15 March 2010

life, liberty, and the prosciut of happiness

Five Actions That I Detest
(But to which I have been known to submit)
  1. Wasting time
  2. Bowling
  3. Being tickled (that is, if you call submission a kick in the nuts. Ask Eric J. Massa. He would have got the business end of my elbow so fast.)
  4. Aggressive driving (I will let you pass. My life is too precious to get caught up in your road rage game. Same goes for idiot pedestrians though I will give them a little honky honk.)
  5. Flying
Five Somewhat Uncomfortable and Perhaps Surprising Actions That I Enjoy
  1. Doing dishes
  2. Threading my fingers through my toes all the way up to the webs (try it)
  3. Fasting
  4. Home surgery (though it's been a while)

* Extracted data
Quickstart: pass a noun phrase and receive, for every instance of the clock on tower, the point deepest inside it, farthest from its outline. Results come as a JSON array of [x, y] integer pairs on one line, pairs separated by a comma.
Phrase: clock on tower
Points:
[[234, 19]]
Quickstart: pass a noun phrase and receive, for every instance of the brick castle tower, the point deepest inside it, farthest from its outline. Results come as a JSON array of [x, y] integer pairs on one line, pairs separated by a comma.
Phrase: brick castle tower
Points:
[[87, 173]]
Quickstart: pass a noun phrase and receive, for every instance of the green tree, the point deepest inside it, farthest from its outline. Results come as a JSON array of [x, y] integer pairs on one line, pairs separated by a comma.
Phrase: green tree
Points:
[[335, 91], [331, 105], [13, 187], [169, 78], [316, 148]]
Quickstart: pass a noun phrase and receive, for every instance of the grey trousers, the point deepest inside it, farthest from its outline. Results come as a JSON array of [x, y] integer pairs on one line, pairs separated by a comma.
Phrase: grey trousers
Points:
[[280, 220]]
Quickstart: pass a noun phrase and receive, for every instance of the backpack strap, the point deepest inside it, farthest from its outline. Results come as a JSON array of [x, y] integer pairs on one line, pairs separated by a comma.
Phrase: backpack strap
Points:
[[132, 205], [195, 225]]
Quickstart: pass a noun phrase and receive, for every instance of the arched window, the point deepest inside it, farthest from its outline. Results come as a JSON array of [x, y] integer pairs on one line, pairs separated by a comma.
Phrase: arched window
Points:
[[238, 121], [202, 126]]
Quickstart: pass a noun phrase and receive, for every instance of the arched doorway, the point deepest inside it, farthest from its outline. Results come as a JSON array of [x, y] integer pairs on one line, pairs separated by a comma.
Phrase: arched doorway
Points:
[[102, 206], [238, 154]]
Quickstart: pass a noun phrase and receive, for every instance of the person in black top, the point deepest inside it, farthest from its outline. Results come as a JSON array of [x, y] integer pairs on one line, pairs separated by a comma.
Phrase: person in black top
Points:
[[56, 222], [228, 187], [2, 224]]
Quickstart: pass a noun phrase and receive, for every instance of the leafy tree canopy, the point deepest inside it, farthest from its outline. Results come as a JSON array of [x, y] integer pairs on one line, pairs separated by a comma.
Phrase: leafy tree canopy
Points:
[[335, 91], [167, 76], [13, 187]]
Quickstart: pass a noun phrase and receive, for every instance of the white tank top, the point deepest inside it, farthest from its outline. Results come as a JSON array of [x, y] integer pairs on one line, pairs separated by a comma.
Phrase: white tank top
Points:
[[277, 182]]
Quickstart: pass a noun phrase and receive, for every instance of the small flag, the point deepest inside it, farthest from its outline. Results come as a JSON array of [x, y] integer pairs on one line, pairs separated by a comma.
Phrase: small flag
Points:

* What to do
a – Reproduce the stretch of the blog post from "1. Wasting time" through "elbow so fast.)".
b – What is the first item on the blog post's list of actions the writer detests?
c – Write the next part of the blog post, picking up after its last line.

* Results
a –
1. Wasting time
  2. Bowling
  3. Being tickled (that is, if you call submission a kick in the nuts. Ask Eric J. Massa. He would have got the business end of my elbow so fast.)

b – Wasting time

c –
  5. Spreading mulch/landscaping in general
I lay in bed last Wednesday in the late morning waiting for my mother to call with the results of her latest scans (good news - the doctor says he only sees scar tissue in the lung and a shade where the tumors in her brain used to be. I continue to follow the advice of my good friend, remaining optimistic yet not naive), and I heard this hymn seeping through my ceiling. I guess it was the upstairs neighbor but I didn't recognize the voice nor could I make out any words besides a long, drawn out "Jeeesuuuuusss, Jeeeesuuuusss, Jeeeessuuuusss." The melody was sweet and in a minor key. It was quite comforting. I sang it to myself as the plane took off and landed on the way to and from North Carolina this past weekend.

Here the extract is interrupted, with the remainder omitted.